┌────────
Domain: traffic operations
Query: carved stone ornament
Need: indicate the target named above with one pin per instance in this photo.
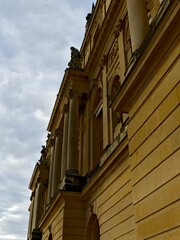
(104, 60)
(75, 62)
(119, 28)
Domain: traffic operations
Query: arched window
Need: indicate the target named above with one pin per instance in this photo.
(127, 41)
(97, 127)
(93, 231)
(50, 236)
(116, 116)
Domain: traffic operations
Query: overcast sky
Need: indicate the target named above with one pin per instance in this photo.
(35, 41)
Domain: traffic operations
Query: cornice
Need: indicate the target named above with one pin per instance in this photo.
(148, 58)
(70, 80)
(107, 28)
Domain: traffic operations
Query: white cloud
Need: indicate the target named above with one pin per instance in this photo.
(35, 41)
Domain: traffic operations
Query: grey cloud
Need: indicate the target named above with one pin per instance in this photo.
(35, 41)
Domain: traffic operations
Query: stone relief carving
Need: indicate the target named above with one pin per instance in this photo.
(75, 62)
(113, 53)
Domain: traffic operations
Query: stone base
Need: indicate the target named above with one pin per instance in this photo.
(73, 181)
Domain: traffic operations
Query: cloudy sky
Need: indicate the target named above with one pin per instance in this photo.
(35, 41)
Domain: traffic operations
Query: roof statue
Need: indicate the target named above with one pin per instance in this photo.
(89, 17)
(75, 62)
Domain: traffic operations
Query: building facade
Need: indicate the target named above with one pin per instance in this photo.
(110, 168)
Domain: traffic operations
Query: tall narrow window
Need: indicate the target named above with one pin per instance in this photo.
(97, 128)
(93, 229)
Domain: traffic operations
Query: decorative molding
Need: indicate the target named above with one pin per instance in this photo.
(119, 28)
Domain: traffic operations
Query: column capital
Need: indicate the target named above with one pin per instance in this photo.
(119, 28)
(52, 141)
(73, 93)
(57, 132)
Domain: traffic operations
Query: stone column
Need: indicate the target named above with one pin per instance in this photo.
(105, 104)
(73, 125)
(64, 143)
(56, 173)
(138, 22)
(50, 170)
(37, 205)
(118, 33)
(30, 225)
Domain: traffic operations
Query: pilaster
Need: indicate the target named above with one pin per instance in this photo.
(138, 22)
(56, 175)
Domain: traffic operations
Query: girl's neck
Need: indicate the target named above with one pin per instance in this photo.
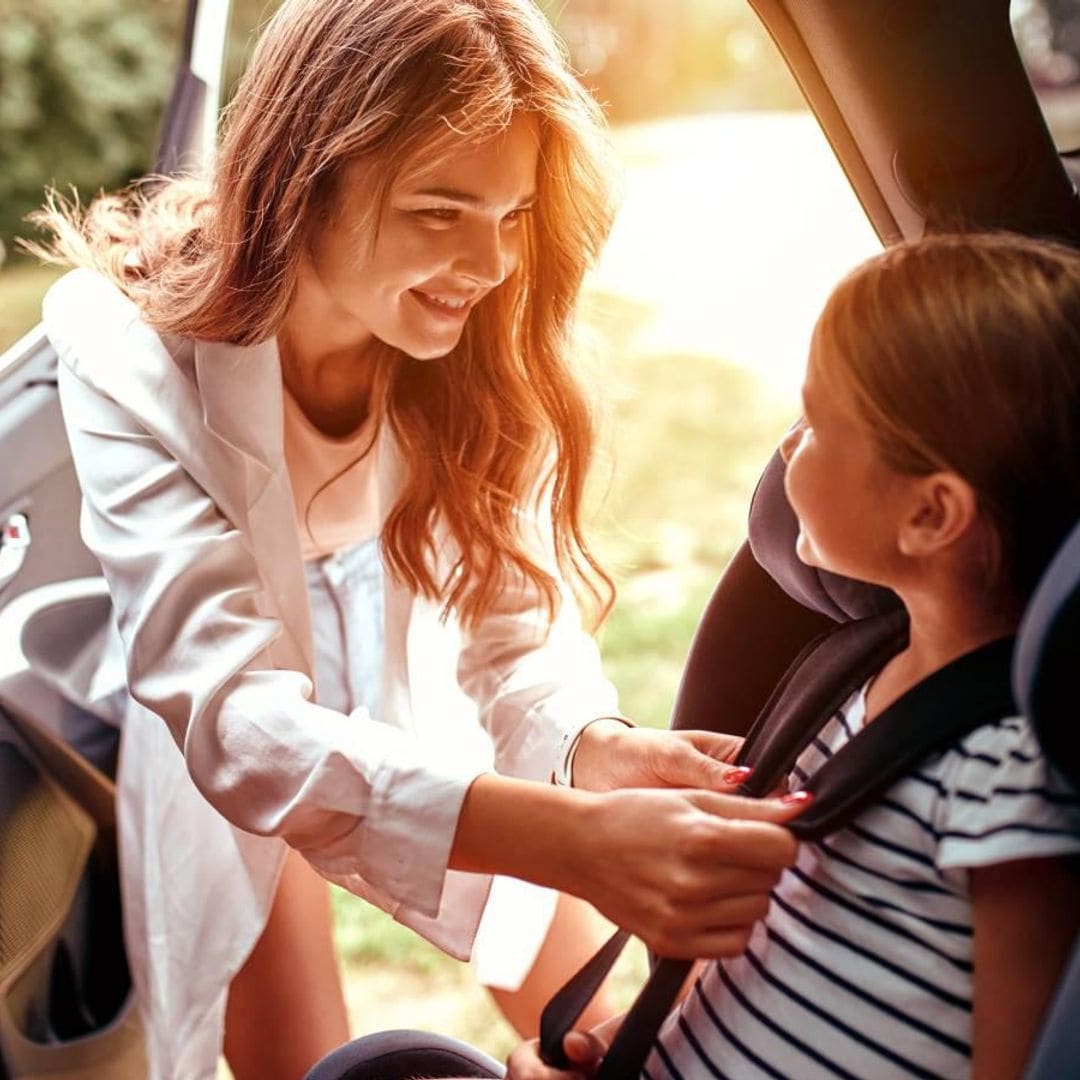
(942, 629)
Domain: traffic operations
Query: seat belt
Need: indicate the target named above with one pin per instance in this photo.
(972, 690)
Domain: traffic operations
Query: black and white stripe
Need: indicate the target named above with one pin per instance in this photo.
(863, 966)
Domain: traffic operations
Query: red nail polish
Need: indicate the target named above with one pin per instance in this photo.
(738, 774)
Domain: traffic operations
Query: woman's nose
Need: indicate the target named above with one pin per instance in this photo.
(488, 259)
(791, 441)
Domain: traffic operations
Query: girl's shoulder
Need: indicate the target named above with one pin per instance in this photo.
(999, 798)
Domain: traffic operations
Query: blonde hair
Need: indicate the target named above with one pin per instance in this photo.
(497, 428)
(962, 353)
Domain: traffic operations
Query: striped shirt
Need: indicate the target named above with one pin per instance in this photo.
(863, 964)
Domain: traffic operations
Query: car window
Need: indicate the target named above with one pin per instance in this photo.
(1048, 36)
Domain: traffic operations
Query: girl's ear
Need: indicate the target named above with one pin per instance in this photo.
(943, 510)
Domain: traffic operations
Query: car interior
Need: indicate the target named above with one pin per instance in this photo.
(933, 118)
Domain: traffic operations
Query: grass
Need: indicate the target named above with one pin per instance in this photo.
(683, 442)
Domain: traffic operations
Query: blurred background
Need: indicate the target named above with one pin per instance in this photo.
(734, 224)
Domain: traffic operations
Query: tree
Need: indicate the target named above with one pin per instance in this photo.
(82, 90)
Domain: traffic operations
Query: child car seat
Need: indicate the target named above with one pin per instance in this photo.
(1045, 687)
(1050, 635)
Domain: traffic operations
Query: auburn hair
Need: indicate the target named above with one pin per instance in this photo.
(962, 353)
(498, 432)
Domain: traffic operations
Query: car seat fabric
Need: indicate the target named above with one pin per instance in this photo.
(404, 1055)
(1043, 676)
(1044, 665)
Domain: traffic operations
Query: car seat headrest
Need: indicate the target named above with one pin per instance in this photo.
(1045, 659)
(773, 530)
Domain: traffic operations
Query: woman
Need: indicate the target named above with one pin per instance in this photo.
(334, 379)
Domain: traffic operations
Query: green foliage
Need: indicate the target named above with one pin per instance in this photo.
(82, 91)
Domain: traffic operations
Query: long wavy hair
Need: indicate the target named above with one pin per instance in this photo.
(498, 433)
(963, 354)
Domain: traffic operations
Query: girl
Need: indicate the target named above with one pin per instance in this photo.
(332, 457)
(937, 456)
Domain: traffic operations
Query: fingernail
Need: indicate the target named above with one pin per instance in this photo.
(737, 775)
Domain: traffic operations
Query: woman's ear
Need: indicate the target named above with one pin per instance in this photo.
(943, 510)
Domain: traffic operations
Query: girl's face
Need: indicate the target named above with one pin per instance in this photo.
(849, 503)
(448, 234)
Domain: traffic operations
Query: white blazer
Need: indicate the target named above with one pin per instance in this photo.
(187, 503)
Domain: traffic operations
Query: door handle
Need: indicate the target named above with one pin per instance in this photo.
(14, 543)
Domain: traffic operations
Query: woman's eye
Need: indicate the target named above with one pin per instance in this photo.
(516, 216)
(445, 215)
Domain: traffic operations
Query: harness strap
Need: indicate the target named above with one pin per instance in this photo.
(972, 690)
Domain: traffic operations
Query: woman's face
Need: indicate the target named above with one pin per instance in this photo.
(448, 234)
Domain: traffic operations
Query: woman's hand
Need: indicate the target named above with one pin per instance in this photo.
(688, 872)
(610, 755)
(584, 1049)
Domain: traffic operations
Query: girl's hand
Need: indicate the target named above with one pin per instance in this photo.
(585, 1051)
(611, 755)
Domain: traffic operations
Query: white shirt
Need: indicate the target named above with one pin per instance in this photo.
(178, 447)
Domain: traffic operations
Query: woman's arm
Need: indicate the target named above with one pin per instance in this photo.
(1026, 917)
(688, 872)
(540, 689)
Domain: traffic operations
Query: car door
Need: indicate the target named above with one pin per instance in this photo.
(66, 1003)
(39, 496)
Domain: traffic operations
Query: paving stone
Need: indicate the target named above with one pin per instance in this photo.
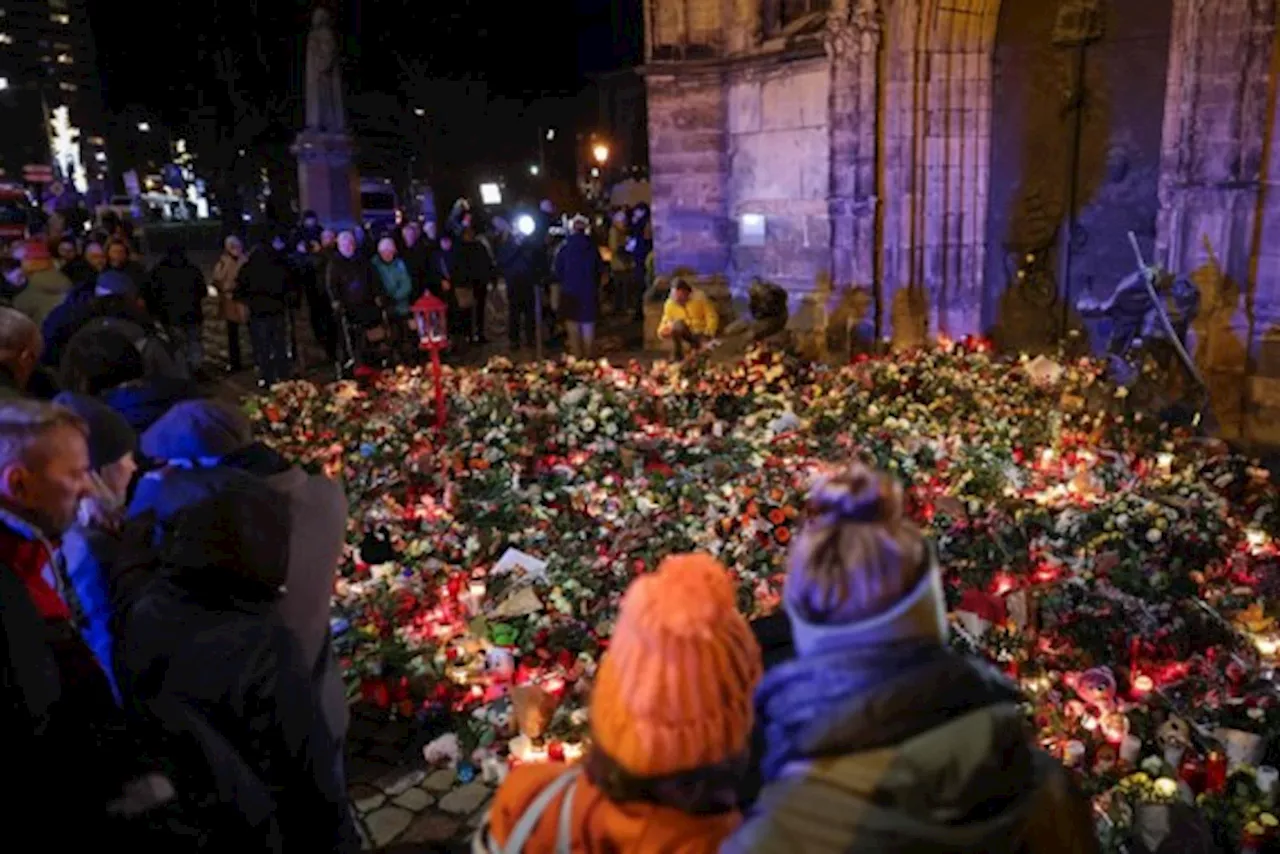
└────────
Pictures in the records must not appear in the copy; transcribe everything else precisely.

Domain: traffic operations
Query: carved stone ornament
Need: indicate the target named above with one pin per instance in this photo.
(104, 60)
(75, 62)
(119, 28)
Domain: traffic operations
Query: arched window
Need: indicate the target named above with one pin per instance in this photo.
(127, 41)
(97, 127)
(93, 231)
(50, 236)
(116, 116)
Domain: traffic operations
Query: overcast sky
Need: indicate the target named above with one pin per instance in this photo.
(35, 41)
Domain: traffic operations
Query: cornice
Need: indicate the target named above with one pin per instance in this photo.
(148, 58)
(70, 80)
(107, 28)
Domain: traffic operations
Query: white cloud
Need: indicate the target named above with one pin per instance in this photo.
(35, 41)
Domain: traffic operations
Query: grey cloud
Need: indicate the target named above with one pin per instance in this photo.
(35, 41)
Domain: traffic operations
Query: stone relief carving
Need: indicate the target named above with one pin per instance in this photo.
(75, 62)
(113, 53)
Domain: traffic operations
Query: stone base
Need: indicate the target named above with one pin per instance in this photo.
(73, 181)
Domain: traffic operations
Query: cloudy sky
Need: indicate the target named above with one pin per instance in this photo.
(35, 41)
Domain: traffic operations
Query: roof statue
Need: indicate the target named above with one pin per instance in this photo.
(89, 17)
(75, 62)
Domain: traffic operations
Query: building facade
Need: indicate the target named above with one pin per instance in this photo.
(110, 168)
Domain: traffic operations
Query: tall narrow window
Need: indicate the target named above with one pin per instance in this photo.
(97, 128)
(93, 229)
Domain: traffic operations
Query: decorative molding
Need: indicate the target named above with one pin per instance in this photo.
(119, 28)
Domain: traffic operations
Query: column capital
Need: indicate the target named above with one pin per instance in this photo.
(119, 28)
(52, 141)
(73, 93)
(57, 132)
Domain: traffic operations
Query: stone column
Need: indicate the target named above with one pin per instance in this photo.
(105, 104)
(73, 125)
(64, 143)
(56, 173)
(138, 22)
(50, 170)
(37, 205)
(118, 33)
(30, 225)
Domain: traffic operations
Query: pilaster
Need: indicate the target named above with one pin per instance in this photo.
(138, 22)
(56, 175)
Domain: traffic operations
Query: girl's neck
Need: indicate the target named above with one pin per instance in this photo.
(942, 629)
Domain: traffic operations
Query: seat belt
Need: indicate the target named above with one pin per instance in this photo.
(972, 690)
Domain: traffic operations
Query: black and white stripe
Need: indicate the target named above with one pin per instance in this photo.
(863, 966)
Domain: traffic operations
Query: red nail polish
Need: indicate the target named above with one pin per instance in this photo.
(738, 774)
Domain: traffic operations
Query: woman's nose
Need: indicate the target named above with one pin per instance in this photo.
(488, 259)
(791, 441)
Domain: traffic operations
Query: girl's shoulder
Need: indicate the target named above with one pin per instance in this photo.
(999, 798)
Domain: traffic operations
Query: blonde hair
Need: indicate the target named above with one pin per instance in this photo.
(497, 428)
(962, 353)
Domain: traffic operations
Query: striped shirt
Need: indicate the target named above with one pin per instance in this photo.
(863, 964)
Domain: traffic operations
Query: car window
Need: indicate the target named above with one pin per instance in this photo.
(1048, 36)
Domain: traffic operations
Query: girl's ear
Need: indicate the target named above with one pin per instance in this photo.
(943, 510)
Domain: traffic operations
Query: car interior
Need: indicate the target named above with one pin per instance in this photo.
(933, 118)
Domain: traffic operations
Query: grass
Need: indicate the target named above with one pin per instance in this photo.
(683, 442)
Domain: traffic operations
Query: blurred background
Need: indicate the target named above with one pin per instance in this photo.
(734, 224)
Domain: traffic operations
Query: tree
Need: indicate the target named above with one pin per instance in this photo.
(82, 90)
Domain: traffic operations
Query: child car seat
Need: indicate the target named above with one pin per instance in this photo.
(1045, 687)
(1050, 635)
Domain: traffic operations
Query: auburn hair
Need: indicate the target named above with one pin per instance in this photo.
(962, 353)
(498, 432)
Domain: traffic operations
Query: car seat fabric
Need: indicate the target named above with one pin per instance in this photo.
(404, 1055)
(1043, 676)
(1044, 665)
Domain: traffic operations
Query: car seat headrest
Need: indicate the target named above with one pin per instance in this photo.
(1045, 659)
(773, 530)
Domain: traffic operations
Query: woman
Need: indicate the target named above with one pin per instance in this photo.
(334, 379)
Domain: traffic operations
Query: green foliage
Need: indicate the target named above with one pin per instance in this photo.
(82, 91)
Domain: traffic operations
Query: long wavy hair
Need: indicate the target named above with one pin per instance in this photo.
(498, 433)
(963, 354)
Domain: traffic operations
Query: girl
Need: indicate the target named above with one pin per instance in this photo.
(332, 457)
(937, 456)
Domain: traffic operations
Query: fingernail
Need: indicate the target named above with one pin per instance in this photo.
(737, 775)
Domain: traffic operations
Query: woman's ear
Need: indicate the target named above with one pin per instance in this photo.
(943, 510)
Domain: traffic operations
Query: girl's face
Need: indicate the target named above with one pin per instance in this photo.
(849, 503)
(448, 234)
Domain: traffic operations
Query: white blazer
Need: indicate the target named above with one pin per instance in this photo.
(187, 503)
Domain: traffic operations
Query: door handle
Need: indicate the target named above with one pin per instance in this photo.
(14, 543)
Domain: traffic operations
Query: woman's eye
Need: indicate the target named above with one pin per instance in this photo.
(516, 216)
(445, 215)
Domain: traffic operations
Query: harness strap
Need: indicate the target named above with one pin per instance in this photo.
(972, 690)
Domain: traffic operations
Query: woman's face
Need: indicate the target named above with one pin per instance in this photo.
(448, 234)
Domain: traffic operations
Query: woman's hand
Need: indicate the target named above with one pin per instance in this photo.
(688, 872)
(610, 755)
(584, 1049)
Domain: traffic operations
Query: girl's hand
Need: indicate the target named above with one pin per instance in this photo.
(585, 1051)
(611, 755)
Domain: traffic operations
Query: white shirt
Need: indicate the target named above with one pin per instance in this photo.
(178, 447)
Domain: traffic operations
Query: woman's arm
Need: indicate the target named above with one pin per instance in this photo.
(1026, 917)
(688, 872)
(540, 689)
Domain: traffic operations
Query: car door
Need: indicate the target named above with one pin per instance in this photo.
(66, 1003)
(39, 496)
Domain: traffic operations
Query: paving stone
Need: indicate the target named above with one pin per instance in this photo.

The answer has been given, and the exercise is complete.